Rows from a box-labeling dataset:
================

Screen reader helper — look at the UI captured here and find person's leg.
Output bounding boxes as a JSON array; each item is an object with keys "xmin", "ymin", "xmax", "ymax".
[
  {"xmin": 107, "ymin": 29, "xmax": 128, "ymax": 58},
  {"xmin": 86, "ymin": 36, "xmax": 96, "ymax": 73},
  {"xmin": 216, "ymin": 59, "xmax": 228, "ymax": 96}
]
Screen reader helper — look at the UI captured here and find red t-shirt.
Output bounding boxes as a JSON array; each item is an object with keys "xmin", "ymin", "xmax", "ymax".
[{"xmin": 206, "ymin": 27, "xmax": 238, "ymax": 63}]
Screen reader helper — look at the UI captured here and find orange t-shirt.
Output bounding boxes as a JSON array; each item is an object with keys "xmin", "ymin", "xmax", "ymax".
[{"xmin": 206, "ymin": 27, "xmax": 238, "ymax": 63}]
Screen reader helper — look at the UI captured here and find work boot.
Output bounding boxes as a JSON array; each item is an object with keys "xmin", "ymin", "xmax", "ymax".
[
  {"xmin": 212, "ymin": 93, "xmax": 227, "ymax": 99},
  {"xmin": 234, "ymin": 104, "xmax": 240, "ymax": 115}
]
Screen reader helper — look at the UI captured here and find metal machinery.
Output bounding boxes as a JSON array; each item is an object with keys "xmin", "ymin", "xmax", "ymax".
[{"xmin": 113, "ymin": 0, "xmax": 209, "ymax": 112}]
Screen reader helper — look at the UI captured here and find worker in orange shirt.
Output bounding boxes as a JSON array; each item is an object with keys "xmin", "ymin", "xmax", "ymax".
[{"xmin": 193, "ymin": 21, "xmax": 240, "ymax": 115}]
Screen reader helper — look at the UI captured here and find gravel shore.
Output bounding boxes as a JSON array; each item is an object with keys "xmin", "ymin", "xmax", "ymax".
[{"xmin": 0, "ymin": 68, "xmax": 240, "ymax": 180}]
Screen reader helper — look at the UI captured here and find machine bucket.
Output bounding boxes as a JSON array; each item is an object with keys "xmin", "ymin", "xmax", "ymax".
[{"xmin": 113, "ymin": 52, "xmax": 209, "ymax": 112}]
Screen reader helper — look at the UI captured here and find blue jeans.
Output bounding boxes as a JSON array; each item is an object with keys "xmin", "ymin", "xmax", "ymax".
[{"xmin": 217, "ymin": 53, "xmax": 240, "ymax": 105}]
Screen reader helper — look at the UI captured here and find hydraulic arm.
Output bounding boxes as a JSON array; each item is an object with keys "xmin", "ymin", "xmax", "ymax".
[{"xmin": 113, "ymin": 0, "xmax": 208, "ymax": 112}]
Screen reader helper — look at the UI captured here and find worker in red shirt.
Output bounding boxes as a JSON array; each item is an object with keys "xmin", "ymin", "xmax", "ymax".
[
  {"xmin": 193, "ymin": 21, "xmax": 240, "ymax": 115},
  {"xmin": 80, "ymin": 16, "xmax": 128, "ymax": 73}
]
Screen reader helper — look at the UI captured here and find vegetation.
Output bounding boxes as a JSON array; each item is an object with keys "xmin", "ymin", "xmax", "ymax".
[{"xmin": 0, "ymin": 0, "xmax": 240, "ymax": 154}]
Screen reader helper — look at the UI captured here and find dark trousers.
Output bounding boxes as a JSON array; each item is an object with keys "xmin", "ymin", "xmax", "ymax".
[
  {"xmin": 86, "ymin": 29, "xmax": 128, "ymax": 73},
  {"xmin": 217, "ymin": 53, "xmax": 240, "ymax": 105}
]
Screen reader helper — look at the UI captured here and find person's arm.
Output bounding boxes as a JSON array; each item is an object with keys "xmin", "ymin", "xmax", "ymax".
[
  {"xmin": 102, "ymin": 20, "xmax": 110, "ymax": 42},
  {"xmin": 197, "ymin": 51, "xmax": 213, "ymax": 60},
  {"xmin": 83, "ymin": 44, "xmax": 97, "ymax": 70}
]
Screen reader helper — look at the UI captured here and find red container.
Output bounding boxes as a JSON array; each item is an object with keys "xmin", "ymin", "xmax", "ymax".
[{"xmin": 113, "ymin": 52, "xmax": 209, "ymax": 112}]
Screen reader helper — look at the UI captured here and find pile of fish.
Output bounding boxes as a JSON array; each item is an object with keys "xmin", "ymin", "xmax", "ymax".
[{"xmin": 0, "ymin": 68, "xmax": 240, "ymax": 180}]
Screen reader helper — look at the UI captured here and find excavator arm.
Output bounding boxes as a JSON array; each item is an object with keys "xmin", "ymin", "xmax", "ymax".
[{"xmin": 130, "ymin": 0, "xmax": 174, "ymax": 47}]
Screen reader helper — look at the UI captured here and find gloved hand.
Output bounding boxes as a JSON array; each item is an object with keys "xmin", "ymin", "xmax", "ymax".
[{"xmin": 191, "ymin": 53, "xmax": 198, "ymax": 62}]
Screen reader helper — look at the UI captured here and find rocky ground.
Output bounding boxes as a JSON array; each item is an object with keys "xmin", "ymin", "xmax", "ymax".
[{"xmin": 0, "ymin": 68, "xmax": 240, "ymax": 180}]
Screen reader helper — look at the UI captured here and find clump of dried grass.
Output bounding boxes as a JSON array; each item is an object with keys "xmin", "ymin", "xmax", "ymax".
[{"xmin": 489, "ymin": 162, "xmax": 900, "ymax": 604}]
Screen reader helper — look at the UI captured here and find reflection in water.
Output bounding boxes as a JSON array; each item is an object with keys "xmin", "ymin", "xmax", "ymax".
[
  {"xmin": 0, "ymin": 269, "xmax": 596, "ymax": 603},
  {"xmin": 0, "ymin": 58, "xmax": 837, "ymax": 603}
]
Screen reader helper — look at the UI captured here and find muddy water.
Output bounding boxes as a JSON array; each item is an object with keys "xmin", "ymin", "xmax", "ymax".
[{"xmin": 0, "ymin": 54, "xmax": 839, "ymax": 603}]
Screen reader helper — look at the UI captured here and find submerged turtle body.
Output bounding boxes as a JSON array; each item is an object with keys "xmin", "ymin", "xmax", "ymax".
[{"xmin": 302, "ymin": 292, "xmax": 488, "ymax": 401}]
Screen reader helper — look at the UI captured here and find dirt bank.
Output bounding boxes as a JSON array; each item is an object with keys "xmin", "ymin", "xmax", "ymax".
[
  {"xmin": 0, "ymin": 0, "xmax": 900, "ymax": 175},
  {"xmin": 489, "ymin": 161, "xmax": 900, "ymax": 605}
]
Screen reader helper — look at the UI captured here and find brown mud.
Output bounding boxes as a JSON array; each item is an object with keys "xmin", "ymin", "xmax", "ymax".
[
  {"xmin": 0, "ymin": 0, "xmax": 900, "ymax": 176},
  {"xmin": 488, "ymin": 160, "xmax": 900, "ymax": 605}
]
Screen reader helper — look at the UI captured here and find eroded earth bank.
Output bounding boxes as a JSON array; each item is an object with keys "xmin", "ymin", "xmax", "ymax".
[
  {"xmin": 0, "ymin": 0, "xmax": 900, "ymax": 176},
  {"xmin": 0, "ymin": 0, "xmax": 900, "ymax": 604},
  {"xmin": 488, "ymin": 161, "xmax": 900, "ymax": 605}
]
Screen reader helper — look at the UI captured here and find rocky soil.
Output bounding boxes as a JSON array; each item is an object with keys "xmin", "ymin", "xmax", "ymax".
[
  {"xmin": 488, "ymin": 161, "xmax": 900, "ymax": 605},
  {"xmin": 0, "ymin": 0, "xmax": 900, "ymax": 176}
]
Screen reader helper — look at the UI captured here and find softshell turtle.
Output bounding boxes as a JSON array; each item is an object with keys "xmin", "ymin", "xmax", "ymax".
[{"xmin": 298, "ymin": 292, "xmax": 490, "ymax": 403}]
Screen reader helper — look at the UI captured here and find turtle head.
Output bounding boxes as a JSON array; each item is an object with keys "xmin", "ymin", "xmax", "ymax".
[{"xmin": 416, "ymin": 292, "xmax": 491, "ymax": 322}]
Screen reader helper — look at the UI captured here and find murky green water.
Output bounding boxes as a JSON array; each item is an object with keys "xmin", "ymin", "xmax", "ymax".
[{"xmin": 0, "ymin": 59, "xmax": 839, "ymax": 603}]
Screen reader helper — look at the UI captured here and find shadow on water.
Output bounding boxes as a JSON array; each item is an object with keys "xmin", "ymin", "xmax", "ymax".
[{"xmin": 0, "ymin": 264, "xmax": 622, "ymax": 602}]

================

▶ _Short task_
Count the lines in the listing that contain the string "rocky", and give only the number.

▶ _The output_
2